**SUPPLIED DATA**:
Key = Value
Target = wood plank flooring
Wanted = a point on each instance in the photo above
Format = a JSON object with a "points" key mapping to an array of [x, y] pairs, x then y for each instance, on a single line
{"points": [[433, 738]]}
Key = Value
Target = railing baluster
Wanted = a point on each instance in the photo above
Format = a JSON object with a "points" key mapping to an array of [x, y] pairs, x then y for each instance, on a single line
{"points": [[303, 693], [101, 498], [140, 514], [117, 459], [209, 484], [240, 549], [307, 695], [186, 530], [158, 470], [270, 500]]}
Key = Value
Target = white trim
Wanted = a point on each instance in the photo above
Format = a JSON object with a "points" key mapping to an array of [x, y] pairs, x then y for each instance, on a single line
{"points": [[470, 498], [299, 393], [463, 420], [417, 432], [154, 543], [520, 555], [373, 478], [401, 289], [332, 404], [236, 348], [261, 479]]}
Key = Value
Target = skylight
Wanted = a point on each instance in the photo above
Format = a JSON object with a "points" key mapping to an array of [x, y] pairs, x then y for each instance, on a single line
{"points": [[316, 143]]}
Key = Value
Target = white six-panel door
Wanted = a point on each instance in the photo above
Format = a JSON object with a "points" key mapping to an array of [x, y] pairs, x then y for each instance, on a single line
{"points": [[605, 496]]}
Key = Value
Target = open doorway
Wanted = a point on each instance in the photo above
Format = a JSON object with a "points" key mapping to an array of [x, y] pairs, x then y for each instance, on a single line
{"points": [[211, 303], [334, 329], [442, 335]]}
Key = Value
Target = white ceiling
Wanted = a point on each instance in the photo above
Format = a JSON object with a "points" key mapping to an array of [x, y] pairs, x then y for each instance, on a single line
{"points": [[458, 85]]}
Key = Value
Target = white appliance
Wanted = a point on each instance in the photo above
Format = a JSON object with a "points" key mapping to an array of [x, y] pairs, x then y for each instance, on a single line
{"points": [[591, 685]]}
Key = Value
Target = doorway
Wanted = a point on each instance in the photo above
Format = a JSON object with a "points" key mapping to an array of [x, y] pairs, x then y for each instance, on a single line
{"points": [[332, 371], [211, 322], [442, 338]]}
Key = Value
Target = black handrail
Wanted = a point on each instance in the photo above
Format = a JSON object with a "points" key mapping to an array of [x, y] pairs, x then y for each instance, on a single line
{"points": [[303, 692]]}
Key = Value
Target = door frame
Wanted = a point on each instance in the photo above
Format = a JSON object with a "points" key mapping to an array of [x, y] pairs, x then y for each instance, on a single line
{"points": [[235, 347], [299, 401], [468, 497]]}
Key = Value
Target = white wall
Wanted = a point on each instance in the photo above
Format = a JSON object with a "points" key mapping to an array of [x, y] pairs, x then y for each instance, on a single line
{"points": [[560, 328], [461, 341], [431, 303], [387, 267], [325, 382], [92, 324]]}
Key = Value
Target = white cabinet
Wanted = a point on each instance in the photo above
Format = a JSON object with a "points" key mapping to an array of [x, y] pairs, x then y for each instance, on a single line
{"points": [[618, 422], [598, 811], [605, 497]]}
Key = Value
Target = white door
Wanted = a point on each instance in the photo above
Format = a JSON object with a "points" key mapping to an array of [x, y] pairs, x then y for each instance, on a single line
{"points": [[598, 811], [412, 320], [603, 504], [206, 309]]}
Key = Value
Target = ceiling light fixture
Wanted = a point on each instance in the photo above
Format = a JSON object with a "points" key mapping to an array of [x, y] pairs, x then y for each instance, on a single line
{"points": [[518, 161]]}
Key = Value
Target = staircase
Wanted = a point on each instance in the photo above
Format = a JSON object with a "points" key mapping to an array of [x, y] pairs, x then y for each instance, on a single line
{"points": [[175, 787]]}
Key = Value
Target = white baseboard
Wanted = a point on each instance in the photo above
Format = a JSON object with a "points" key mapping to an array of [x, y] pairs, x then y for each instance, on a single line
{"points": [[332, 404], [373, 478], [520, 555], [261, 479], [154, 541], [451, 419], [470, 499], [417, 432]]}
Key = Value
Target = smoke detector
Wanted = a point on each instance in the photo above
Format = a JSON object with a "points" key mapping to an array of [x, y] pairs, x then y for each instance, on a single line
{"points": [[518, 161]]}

**OBJECTIVE**: Identify every line in the lines above that contains the word "ceiling", and copy each one.

**TASK RESPONSE**:
Target = white ceiling
Target = ceiling light fixture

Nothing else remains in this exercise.